===== MATERIAL TO PROCESS =====
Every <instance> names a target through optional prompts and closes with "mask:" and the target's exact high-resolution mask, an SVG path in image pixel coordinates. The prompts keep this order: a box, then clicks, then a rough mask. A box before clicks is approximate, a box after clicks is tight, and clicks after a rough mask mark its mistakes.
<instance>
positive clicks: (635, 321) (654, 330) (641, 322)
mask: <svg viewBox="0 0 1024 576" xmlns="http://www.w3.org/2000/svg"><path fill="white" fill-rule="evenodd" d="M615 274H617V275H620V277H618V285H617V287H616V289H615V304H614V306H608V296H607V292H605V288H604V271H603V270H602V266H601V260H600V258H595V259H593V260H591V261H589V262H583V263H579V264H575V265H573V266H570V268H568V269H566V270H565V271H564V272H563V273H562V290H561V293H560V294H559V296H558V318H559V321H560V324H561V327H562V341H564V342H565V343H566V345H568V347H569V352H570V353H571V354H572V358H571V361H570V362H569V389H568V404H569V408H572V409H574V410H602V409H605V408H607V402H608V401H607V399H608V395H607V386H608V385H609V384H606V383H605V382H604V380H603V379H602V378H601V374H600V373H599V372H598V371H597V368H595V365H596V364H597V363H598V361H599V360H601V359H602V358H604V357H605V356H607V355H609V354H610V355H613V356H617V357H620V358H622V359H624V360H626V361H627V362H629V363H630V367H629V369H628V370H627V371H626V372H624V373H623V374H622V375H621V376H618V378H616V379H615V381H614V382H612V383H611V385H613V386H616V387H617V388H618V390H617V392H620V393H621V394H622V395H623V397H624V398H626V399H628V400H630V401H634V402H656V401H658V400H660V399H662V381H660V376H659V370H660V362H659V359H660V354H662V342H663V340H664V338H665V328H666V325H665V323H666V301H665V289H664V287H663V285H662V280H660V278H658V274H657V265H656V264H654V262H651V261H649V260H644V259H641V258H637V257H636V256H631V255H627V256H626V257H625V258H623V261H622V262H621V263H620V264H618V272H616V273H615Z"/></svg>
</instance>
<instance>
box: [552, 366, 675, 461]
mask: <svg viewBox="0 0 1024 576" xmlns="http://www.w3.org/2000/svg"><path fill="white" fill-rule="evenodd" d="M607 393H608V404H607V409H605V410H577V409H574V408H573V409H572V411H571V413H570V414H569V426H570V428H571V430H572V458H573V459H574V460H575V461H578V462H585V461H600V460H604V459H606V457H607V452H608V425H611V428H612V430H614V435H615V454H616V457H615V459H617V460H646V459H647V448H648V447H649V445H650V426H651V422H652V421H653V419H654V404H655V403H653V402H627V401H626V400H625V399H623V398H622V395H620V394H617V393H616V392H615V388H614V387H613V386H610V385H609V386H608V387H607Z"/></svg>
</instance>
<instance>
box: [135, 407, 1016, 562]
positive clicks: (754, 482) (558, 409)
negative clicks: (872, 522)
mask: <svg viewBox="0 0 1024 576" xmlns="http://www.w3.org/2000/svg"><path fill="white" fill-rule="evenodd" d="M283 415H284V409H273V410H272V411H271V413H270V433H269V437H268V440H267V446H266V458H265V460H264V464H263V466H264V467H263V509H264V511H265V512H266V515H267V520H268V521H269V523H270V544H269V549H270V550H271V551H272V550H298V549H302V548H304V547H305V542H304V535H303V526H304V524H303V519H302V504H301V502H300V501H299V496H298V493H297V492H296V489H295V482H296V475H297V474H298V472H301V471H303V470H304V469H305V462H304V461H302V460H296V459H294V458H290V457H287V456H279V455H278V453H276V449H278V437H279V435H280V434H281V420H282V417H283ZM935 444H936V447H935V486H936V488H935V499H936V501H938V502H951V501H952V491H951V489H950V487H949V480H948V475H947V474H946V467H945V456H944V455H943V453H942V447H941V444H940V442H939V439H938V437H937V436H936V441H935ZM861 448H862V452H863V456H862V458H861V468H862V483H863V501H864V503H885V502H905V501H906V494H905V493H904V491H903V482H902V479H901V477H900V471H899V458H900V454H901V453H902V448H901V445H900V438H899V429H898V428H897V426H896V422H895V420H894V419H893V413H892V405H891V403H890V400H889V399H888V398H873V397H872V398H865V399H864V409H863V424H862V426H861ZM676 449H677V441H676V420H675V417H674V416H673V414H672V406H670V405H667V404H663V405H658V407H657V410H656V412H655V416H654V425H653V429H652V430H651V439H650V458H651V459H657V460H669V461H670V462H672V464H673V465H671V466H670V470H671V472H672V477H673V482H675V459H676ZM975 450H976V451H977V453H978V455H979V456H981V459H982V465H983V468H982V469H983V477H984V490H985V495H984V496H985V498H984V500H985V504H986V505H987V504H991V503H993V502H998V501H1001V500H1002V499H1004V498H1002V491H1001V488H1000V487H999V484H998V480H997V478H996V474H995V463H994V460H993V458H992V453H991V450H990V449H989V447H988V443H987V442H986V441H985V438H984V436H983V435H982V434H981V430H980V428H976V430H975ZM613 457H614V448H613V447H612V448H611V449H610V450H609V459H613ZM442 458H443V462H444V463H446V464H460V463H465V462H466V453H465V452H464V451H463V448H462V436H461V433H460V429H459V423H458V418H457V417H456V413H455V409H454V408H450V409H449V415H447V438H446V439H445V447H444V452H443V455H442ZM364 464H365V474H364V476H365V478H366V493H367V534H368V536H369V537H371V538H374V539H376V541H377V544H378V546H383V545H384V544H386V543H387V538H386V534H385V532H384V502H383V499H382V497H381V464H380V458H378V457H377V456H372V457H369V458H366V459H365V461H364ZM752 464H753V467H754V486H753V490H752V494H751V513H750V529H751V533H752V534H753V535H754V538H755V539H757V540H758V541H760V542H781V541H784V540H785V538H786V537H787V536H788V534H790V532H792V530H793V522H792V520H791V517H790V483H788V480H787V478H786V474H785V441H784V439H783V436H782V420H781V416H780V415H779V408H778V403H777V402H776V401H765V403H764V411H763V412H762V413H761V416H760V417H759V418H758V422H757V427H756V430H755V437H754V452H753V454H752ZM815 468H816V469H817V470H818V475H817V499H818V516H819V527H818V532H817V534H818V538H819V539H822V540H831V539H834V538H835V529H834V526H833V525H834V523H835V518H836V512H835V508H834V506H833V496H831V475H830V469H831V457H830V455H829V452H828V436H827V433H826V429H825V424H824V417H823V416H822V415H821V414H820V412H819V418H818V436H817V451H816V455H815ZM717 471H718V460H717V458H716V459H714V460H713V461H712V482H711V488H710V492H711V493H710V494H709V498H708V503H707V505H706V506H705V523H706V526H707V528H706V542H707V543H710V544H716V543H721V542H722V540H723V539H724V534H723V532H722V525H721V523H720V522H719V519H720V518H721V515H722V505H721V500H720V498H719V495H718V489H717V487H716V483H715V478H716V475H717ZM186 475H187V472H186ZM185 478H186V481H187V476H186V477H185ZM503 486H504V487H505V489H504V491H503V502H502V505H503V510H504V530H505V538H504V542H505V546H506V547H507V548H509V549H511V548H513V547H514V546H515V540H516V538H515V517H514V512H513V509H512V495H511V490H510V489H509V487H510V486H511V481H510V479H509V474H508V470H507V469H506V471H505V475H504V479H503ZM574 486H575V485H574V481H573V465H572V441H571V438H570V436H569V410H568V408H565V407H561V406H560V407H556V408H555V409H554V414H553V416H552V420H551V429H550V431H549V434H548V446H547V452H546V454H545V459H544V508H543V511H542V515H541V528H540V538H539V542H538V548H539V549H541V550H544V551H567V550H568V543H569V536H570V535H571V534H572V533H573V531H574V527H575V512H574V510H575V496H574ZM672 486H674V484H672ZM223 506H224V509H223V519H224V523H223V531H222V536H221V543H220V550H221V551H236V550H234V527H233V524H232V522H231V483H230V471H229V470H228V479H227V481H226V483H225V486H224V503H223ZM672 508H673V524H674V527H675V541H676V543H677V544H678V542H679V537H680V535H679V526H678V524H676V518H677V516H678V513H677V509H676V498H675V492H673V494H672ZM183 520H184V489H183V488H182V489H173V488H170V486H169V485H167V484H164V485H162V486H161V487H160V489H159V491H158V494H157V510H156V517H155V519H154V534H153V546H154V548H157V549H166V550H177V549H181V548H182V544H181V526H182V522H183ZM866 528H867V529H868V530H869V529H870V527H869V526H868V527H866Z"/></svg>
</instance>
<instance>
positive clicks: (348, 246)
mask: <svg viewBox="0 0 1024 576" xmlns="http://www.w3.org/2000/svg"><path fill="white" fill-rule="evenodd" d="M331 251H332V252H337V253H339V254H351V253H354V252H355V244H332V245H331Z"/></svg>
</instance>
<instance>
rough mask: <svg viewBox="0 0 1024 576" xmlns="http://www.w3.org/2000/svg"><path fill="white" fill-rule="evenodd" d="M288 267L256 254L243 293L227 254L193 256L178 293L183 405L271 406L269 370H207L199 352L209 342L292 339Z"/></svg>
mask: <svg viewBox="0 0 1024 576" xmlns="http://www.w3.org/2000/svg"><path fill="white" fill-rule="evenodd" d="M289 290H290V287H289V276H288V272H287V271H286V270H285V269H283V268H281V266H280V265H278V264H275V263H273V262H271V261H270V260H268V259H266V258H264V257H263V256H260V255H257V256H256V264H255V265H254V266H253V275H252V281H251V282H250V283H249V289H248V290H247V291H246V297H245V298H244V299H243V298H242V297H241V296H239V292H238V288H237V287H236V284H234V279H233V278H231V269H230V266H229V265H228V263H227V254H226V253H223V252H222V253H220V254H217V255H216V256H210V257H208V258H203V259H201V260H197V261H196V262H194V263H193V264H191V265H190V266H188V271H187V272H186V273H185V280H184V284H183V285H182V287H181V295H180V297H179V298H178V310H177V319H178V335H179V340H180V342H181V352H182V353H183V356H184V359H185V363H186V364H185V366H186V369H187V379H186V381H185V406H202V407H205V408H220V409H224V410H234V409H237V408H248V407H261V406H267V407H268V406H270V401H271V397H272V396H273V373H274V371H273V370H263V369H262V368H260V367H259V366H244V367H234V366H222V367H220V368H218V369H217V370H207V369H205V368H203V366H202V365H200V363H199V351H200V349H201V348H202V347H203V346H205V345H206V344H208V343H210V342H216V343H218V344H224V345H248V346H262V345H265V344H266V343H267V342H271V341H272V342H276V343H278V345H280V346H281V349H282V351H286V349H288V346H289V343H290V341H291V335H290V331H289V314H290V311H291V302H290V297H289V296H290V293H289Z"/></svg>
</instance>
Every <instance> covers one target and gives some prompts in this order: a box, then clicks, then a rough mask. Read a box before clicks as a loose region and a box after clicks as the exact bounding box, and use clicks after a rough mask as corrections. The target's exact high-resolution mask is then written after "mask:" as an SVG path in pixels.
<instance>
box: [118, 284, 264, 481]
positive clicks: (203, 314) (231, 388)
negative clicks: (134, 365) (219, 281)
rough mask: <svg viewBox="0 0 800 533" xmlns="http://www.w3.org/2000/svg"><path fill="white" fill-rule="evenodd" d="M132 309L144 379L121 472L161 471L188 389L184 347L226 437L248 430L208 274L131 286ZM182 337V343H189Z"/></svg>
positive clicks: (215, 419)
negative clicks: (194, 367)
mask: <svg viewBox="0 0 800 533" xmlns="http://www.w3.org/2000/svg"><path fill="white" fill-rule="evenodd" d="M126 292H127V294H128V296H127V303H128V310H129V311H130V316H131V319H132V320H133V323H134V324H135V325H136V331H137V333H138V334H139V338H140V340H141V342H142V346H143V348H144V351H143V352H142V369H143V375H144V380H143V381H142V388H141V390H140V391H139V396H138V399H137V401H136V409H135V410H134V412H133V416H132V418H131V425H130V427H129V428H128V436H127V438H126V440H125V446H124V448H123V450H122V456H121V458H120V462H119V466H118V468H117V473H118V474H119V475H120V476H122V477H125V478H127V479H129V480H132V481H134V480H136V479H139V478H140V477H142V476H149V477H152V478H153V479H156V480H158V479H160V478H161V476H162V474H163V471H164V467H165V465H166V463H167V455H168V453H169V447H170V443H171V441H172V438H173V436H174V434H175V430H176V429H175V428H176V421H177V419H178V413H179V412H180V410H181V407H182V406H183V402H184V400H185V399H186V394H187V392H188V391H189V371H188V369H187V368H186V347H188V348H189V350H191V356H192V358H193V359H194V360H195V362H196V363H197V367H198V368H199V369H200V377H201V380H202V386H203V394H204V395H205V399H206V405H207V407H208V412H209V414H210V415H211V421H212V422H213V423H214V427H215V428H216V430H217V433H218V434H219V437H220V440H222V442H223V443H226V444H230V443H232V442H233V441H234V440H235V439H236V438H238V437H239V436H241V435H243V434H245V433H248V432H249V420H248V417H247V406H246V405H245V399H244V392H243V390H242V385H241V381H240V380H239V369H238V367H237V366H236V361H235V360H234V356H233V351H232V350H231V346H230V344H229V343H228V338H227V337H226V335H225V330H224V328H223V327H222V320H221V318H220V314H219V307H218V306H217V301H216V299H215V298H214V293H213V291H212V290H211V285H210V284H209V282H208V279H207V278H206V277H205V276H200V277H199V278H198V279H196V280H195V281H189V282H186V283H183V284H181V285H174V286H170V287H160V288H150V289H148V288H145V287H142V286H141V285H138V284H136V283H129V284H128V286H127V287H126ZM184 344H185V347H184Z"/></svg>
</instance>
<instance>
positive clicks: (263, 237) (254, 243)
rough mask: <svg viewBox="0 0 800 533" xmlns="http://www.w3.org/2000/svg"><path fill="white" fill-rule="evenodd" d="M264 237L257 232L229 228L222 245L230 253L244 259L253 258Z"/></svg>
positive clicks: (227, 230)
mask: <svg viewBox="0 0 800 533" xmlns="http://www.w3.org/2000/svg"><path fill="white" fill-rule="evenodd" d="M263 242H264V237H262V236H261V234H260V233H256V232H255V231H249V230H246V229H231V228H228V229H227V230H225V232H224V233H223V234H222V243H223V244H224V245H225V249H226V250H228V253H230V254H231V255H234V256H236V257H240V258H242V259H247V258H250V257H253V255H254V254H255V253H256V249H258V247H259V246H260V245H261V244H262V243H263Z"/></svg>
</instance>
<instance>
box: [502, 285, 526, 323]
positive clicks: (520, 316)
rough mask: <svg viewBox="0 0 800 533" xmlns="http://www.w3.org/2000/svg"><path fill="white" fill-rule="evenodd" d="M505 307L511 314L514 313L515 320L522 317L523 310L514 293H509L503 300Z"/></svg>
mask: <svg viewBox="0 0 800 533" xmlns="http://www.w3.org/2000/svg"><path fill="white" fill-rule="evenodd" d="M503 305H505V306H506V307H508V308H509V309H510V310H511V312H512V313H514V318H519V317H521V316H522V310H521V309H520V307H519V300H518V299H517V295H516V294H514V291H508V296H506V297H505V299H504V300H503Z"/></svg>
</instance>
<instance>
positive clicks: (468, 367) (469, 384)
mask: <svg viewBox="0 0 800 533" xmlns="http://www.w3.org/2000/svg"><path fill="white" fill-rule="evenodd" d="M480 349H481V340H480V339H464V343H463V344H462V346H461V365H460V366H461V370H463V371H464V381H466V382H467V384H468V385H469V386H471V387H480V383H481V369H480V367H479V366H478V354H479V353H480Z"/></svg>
=====
GOAL OF THE EXERCISE | Your answer should consist solely of the lines above from the line with "positive clicks: (203, 314) (231, 388)" to the line with "positive clicks: (215, 419)", both included, reproduced exactly.

RESULT |
positive clicks: (203, 314) (231, 388)
negative clicks: (134, 365) (219, 281)
rough mask: <svg viewBox="0 0 800 533" xmlns="http://www.w3.org/2000/svg"><path fill="white" fill-rule="evenodd" d="M132 309L144 379L121 472L161 471L188 389L184 347L226 437L248 430L208 274L131 286ZM182 337V343H189Z"/></svg>
positive clicks: (215, 419)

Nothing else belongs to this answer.